» Passage provided:

------------------------------------------------------------

Paper pattern, paper game, individual hexies and hexies sewn together in rows (back sides).
 I randomly made outlines on the back of different denim.  Then arranged one row to match the colors in my game board.  Sewed the straight seam for that row.  It didn't look like this was going to work out, but I thought I'd continue until I came up with another way to do it.

I sewed one hexie at a time to the next row for a while.  It was really difficult to keep track of what was to be sewn together!  So I thought to join the hexies in order for the rest of the row and then join them together.  This made it much more manageable!

(Actually I tried using my sashiko needle and thread to join some pieces when I was at a sewing group without a machine.  But a smaller needle and or thread would have been better, so I removed what I could and sewed together again with the machine.)

So for the rest of the project I would do that.  Sew the eight hexagon pieces together so they were order, then I would start at a place where there were different colors to be joined and sew.  Then I'd return to the other side of the colors and continue sewing the row.

Rows sewn together on the flat sides, paper pattern, and right side of sewn rows.
To help ensure the matching of the intersections and to help me keep track of which seam I was sewing, I placed two pins at the start and end of each seam.  (I put them in by looking at the drawn lines on each side.)

Backside showing next seam to be sewn. Pins matched on both sides of the drawn lines placed to show me where to sew.
I would place the piece under the machine and lower the needle, then would remove the first pin before starting to sew.

About to put the needle down and remove the pin.
At first this was very difficult for me to do, and not fun at all.  I'm not sure if it ever would be fun, but it was very do-able and I am pleased at how it looks at this point. This would not work for a quilt as it would be too bumpy, but for a pillow in the game board series will be very nice.

Front side of the piece without borders.
But now I need to work on the borders for the game board!  At first I didn't think the borders would be important, but for the game it's important to show the players the sides of the board they have to start and end.

------------------------------------------------------------

Region pointing data:
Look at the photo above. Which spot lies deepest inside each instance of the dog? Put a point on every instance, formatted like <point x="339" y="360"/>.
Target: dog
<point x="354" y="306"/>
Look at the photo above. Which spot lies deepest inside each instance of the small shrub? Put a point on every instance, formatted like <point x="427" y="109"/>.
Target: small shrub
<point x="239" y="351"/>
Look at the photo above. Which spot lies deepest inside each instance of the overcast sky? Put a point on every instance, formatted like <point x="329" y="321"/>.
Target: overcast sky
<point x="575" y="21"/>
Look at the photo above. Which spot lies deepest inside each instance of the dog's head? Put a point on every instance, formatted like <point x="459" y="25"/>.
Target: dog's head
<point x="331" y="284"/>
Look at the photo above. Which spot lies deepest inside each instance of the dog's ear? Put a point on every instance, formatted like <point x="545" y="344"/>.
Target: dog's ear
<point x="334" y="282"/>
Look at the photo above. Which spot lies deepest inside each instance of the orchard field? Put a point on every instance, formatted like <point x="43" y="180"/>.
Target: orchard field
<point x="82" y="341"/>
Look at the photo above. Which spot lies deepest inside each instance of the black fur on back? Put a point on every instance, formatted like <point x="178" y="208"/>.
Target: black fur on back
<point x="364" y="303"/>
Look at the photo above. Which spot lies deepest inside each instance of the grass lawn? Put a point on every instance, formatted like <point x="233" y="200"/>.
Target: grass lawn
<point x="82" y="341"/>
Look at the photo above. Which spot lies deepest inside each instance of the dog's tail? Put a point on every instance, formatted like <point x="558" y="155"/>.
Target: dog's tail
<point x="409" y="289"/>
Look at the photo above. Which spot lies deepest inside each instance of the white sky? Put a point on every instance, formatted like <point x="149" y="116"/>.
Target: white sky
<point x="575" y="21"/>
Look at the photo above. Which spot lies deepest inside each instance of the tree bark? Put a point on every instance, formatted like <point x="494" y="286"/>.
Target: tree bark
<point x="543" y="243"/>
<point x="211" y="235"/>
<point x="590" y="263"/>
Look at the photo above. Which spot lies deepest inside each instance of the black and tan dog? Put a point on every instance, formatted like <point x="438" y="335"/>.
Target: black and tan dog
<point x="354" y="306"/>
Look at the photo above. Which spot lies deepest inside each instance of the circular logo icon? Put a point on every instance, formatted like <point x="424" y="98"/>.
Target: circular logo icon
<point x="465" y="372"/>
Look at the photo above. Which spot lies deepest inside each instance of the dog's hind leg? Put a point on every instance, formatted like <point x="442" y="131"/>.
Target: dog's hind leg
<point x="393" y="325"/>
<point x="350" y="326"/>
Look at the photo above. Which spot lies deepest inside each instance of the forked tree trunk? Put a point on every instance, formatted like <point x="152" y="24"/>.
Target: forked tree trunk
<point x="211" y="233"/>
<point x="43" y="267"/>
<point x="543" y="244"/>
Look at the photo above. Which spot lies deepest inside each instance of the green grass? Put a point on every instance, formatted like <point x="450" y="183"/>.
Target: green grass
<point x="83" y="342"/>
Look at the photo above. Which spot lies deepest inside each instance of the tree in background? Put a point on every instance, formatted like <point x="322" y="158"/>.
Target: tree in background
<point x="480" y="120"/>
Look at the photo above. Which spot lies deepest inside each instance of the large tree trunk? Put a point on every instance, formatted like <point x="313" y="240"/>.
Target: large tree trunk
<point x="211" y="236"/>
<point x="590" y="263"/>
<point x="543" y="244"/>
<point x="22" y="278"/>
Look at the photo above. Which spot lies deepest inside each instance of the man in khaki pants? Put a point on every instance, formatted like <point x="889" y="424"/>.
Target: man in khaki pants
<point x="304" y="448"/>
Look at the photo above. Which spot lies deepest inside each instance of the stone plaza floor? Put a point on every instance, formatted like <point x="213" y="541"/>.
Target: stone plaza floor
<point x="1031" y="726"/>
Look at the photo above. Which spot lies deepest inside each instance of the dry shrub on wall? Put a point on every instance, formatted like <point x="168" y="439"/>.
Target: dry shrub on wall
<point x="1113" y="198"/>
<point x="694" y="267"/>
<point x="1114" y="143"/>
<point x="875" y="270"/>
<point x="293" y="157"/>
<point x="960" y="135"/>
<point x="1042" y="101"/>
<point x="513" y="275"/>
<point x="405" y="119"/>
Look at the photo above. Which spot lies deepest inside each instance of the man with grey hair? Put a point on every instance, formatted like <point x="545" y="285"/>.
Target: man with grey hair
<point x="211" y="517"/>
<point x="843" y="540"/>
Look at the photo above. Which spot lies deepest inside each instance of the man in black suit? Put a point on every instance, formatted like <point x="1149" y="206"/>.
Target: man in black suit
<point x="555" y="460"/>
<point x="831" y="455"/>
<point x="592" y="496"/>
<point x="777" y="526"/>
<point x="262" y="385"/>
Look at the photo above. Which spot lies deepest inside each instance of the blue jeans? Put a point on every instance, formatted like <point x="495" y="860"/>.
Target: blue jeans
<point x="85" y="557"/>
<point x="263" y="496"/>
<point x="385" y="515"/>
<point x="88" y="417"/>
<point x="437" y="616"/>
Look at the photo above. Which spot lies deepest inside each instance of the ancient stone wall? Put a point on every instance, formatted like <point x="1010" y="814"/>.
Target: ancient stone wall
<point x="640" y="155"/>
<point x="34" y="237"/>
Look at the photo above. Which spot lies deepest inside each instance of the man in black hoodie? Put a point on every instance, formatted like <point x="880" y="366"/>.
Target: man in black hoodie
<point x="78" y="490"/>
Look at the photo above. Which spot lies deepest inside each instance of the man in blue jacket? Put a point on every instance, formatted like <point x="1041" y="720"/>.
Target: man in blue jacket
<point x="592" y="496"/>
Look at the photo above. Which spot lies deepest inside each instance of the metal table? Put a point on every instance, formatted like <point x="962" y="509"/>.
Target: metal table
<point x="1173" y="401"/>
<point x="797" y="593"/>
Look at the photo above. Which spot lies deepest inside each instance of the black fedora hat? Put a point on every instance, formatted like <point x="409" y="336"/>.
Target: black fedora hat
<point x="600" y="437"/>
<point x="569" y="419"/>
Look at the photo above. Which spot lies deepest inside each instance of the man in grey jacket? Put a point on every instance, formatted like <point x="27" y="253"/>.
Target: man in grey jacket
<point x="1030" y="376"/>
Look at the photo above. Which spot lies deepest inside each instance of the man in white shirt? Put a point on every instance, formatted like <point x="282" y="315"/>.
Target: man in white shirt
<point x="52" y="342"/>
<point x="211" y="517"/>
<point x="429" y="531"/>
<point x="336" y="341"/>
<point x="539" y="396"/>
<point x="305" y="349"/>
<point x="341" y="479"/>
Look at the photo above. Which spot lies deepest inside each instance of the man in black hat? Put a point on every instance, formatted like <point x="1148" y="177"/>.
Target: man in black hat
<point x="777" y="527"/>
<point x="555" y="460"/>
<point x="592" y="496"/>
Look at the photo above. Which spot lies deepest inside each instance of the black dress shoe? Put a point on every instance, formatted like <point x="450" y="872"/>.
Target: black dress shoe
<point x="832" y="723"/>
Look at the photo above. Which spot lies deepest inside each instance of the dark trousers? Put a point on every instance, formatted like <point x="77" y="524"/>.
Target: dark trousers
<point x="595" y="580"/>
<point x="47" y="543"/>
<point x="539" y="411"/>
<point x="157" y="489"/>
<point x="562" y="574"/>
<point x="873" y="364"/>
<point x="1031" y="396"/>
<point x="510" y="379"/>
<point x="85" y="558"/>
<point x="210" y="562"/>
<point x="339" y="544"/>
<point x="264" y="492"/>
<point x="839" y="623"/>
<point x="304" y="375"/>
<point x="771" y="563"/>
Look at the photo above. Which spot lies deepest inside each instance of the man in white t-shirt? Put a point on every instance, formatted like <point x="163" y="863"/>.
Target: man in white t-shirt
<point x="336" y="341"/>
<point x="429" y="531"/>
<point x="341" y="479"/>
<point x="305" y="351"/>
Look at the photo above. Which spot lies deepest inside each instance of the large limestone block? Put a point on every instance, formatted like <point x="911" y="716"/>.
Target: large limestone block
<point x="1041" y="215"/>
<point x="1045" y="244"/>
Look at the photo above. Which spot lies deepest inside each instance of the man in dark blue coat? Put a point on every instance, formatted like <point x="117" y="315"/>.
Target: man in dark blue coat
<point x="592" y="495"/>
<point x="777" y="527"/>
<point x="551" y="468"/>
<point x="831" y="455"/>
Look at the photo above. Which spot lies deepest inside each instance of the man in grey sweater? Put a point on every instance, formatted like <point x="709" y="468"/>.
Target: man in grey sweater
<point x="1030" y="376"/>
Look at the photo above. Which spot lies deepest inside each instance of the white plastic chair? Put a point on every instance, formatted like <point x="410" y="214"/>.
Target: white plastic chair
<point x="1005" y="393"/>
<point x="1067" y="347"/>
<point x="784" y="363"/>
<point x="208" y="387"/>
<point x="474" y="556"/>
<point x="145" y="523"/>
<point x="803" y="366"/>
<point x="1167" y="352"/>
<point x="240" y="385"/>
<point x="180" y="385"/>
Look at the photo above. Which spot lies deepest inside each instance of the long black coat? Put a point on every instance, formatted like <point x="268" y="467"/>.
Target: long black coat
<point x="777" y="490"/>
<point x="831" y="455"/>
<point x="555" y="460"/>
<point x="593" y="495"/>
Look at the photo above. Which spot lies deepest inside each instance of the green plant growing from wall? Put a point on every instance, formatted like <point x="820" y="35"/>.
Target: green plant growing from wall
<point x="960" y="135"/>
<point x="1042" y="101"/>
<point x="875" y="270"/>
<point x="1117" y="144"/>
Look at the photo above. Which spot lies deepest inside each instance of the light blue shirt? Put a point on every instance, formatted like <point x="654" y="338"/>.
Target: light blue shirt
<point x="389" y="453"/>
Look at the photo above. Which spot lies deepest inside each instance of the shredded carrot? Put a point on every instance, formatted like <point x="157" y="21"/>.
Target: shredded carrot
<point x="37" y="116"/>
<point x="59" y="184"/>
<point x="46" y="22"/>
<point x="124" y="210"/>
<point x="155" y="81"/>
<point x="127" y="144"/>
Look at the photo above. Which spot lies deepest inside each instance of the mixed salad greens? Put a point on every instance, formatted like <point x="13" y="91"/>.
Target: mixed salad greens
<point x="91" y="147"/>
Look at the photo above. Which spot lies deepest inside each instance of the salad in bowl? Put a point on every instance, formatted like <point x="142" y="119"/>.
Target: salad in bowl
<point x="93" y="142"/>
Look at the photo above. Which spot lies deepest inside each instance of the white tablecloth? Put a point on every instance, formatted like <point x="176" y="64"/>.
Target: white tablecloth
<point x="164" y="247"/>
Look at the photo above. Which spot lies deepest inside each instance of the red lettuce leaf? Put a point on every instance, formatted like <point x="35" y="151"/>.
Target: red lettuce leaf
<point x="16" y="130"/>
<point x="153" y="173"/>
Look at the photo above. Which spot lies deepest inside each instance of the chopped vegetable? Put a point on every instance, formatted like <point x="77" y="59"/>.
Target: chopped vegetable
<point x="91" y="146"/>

------------------------------------------------------------

» Problems to work on:
1: Could you give the hexie sewing passage again, beginning at the words "Paper pattern, paper" and stopping after "much more manageable!", but swapping "hexies" for "hexagons"?
2: Could you continue the passage on sewing the denim hexie game board from where it ends?

» Outputs in order:
1:
Paper pattern, paper game, individual hexagons and hexagons sewn together in rows (back sides).
 I randomly made outlines on the back of different denim.  Then arranged one row to match the colors in my game board.  Sewed the straight seam for that row.  It didn't look like this was going to work out, but I thought I'd continue until I came up with another way to do it.

I sewed one hexie at a time to the next row for a while.  It was really difficult to keep track of what was to be sewn together!  So I thought to join the hexagons in order for the rest of the row and then join them together.  This made it much more manageable!

2:
First I was going to just  trace the pattern on a strip of fabric and sew each seam as I had done before...

But I lost my confidence, so went back to making individual hexagons and sewing things together.

!! If I do this again I will simply add the ends when doing each row!!

Nine hexies in each black row.  The coloring didn't make it clear that the corners could belong to either player.

The last two rows were easy to add.  I was starting to think ahead for how I was going to add the rest of the pillow front to the game board.  But something wasn't right.  There were more hexies in each of those rows.

There was several hexies removed and replaced, and removed and replaced, but finally I settled on making two hexies that were half of each color and then placing them in the larger angles of the piece. (So all the border sides have 8 1/2 cells of a color.)

First I put a border around the game board.  Then I cut two rectangles - and then cut them on the diagonal and sewed those on the piece.  I made a template to help me with the size of the front of the pillow, pinned that down and then cut the piece.

I am behind with making several of my game boards into pillows, but that is still the plan.

I have admired hexie quilts for a long time.  I know I didn't do this in the correct way.  It seemed more important to make it using the denim for this project.  I don't think I ever would have put this on my bucket list, and even if I do not make another one (with regular cotton and larger pieces) I have a new found appreciation and amazement at the work done by others.

You can see how the others in the quilt a long have done their hexie game boards. You can still join the quilt a long for the final months of the adventure.


  1. This is so amazing! Thanks for sharing all your thoughts, experiments and tips!! I really enjoy seeing how everyone is customizing the boards and try out new things. Thanks for playing along and for linking up on the blog!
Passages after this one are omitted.